- _What you are asked to do_:
Reproduce verbatim only the line that holds "Target: white wall" and the lines that follow it to the end of the listing.

═════ The records ═════

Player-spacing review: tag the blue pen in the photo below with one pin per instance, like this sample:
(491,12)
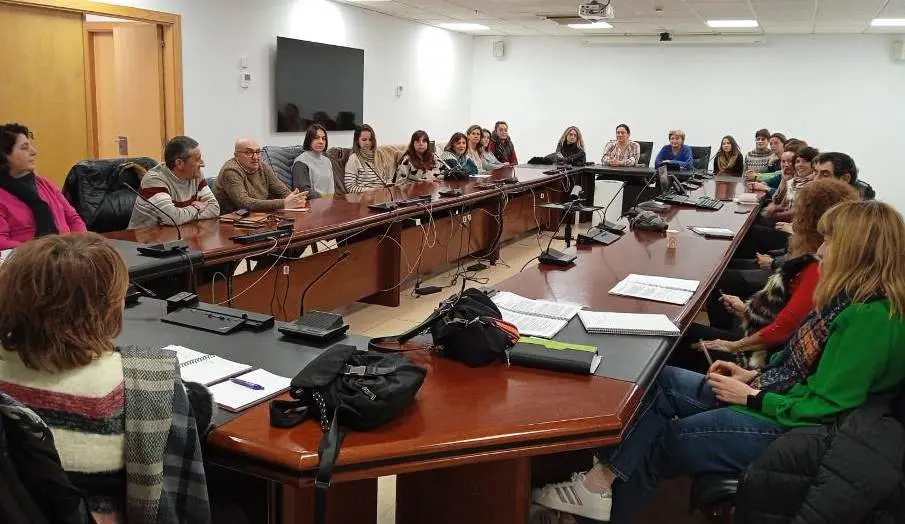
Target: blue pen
(250,385)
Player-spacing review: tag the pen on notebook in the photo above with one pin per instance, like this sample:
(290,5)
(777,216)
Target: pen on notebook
(250,385)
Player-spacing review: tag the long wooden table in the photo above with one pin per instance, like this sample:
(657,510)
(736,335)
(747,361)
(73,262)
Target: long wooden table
(463,452)
(387,249)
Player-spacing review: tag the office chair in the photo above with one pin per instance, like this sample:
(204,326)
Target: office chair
(701,157)
(647,149)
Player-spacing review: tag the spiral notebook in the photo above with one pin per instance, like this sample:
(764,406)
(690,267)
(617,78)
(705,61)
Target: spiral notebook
(628,324)
(203,368)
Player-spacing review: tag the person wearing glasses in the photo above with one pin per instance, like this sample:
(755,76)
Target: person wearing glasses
(244,182)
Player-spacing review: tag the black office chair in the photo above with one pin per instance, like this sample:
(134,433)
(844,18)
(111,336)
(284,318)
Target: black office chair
(647,149)
(701,157)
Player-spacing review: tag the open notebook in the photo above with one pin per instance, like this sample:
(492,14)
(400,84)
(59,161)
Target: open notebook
(234,397)
(196,366)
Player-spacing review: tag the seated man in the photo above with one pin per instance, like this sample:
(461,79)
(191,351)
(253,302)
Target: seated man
(175,192)
(245,182)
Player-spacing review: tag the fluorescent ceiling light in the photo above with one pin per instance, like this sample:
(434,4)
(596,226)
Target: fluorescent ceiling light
(888,22)
(463,26)
(731,24)
(593,25)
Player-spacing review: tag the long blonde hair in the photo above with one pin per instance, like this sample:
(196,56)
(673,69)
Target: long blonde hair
(562,138)
(866,254)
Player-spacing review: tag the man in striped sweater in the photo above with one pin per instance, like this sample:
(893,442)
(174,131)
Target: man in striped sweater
(175,190)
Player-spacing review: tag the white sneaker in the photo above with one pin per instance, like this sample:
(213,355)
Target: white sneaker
(572,497)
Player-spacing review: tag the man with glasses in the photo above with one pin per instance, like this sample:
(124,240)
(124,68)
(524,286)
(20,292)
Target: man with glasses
(245,182)
(175,192)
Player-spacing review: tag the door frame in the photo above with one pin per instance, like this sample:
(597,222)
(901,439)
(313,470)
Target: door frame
(171,26)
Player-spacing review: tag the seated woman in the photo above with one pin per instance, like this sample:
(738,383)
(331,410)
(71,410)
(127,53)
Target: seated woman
(570,148)
(366,169)
(729,160)
(113,412)
(418,163)
(772,314)
(622,151)
(455,155)
(500,144)
(30,206)
(849,347)
(675,154)
(312,171)
(483,159)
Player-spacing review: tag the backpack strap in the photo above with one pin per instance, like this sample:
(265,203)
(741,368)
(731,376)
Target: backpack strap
(327,453)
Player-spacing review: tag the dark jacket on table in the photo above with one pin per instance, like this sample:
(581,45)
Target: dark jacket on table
(848,472)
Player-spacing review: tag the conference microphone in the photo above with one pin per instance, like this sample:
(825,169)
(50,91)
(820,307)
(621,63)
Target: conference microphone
(164,248)
(316,325)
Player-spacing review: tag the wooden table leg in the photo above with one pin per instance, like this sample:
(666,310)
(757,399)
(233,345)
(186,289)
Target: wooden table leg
(347,502)
(489,492)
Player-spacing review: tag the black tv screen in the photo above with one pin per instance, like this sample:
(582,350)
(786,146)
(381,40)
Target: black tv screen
(318,83)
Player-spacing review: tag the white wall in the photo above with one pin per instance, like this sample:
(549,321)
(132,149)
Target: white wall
(433,66)
(838,92)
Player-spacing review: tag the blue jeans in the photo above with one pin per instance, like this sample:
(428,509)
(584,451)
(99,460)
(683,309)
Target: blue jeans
(681,429)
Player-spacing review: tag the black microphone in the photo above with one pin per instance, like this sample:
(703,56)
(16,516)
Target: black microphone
(164,248)
(344,255)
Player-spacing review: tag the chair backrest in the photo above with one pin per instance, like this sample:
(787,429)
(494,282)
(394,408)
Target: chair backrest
(647,149)
(867,192)
(700,156)
(280,159)
(95,189)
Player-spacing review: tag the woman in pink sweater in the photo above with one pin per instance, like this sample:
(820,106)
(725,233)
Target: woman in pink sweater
(30,206)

═════

- _Task answer_:
Target: white wall
(433,66)
(838,92)
Player-spacing review: tag the blue jeans in the photo above with one pin per instance, like this sample:
(428,509)
(584,451)
(99,460)
(683,309)
Target: blue jeans
(681,429)
Player-spacing review: tag the black microphone in the photo above with one pin per instance, like this sample:
(703,56)
(16,516)
Target: black microphone
(164,248)
(344,255)
Player-spacing review: tag the chair backrest in the photo above with one pin per instance, like this sample:
(787,429)
(494,282)
(394,408)
Target: chair backrest
(647,149)
(867,192)
(700,156)
(280,159)
(95,189)
Player-spacing review: tag the woman in pink sweater in the photo above with one pin per instance, like this sample:
(820,106)
(725,233)
Target: woman in pink sweater
(30,206)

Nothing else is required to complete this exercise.